Document segment:
******************************

Novel by Maxim Gorky

Foma Gordeyev or The Man Who Was Afraid (Gordeev) [Фома Гордеев] is an 1899 novel by Maxim Gorky.

It was first published by Zhizn magazine in February–September 1899 and came out as a separate edition in 1900, as part of the Zhizn Library (vol.3), with a dedication to Anton Chekhov.

Foma Gordeyev was translated by Isabel F. Hapgood in 1901.

== Background ==
Gorky started working on Foma Gordeyev in 1898. "It is supposed to present the broad and true picture of the contemporary life, while featuring the figure of an energetic, healthy man, craving for space to realize his power's potential. He feels restricted. Life smothers him. He realizes that there is no place for heroes in it, they apt to being defeated by small things, like Hercules, the conqueror of hydras, crashed by hordes of mosquitoes," he wrote in a February 1898 letter to the publisher S. Dorovatsky. Gorky considered his hero an atypical figure in the context of Russian merchant community. "Foma is just a sprightly man looking for freedom but feeling thwarted by life's conventions," he wrote in the same letter, promising to soon embark upon another novel, telling by way of redressing the balance, the life of a 'true' tradesman, a smart and cynical crook, going by the name of Mikhail Vyagin (the project never materialized). In his correspondence Gorky complained about numerous cuts made by the governmental censors. He radically revised the text twice, in 1900 and 1903.

******************************

What this exercise asks:
1. List every distinct year mentioned in the passage on Foma Gordeyev, in order of first appearance.
2. Reproduce the Foma Gordeyev passage verbatim from "Foma Gordeyev or" to "Hapgood in 1901.".
3. Proceed with the Foma Gordeyev passage, writing on from the point where it stops.
The data after this can be ignored.

Information provided:
******************************

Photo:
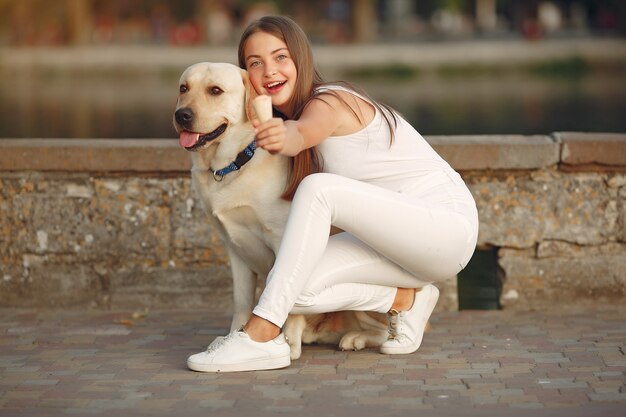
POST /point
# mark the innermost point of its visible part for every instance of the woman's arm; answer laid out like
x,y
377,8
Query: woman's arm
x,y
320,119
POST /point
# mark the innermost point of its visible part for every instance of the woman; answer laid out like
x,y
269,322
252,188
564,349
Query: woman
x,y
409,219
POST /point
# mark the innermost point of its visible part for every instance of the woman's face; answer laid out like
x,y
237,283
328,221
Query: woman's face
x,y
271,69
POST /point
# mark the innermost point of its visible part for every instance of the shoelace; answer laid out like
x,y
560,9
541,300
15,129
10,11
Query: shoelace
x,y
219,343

******************************

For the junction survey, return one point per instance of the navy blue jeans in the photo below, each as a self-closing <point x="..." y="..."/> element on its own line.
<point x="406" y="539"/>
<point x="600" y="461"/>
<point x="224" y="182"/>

******************************

Responses to the exercise:
1. 1899, 1900, 1901, 1898, 1903

2.
Foma Gordeyev or The Man Who Was Afraid (Gordeev) [Фома Гордеев] is an 1899 novel by Maxim Gorky.

It was first published by Zhizn magazine in February–September 1899 and came out as a separate edition in 1900, as part of the Zhizn Library (vol.3), with a dedication to Anton Chekhov.

Foma Gordeyev was translated by Isabel F. Hapgood in 1901.

3.
== Reception ==
The novel was highly rated among the socialist critics and writers. Jack London in his review writes: "Foma Gordyeeff" is a big book—not only is the breadth of Russia in it, but the expanse of life. Yet, though in each land, in this world of marts and exchanges, this age of trade and traffic, passionate figures rise up and demand of life what its fever is, in "Foma Gordyeeff" it is a Russian who so rises up and demands. For Gorky, the Bitter One, is essentially a Russian in his grasp on the facts of life and in his treatment. All the Russian self-analysis and insistent introspection are his. And, like all his brother Russians, ardent, passionate protest impregnates his work."

== Adaptations ==
The eponymous Soviet film by Mark Donskoy, based on the novel, came out in 1959.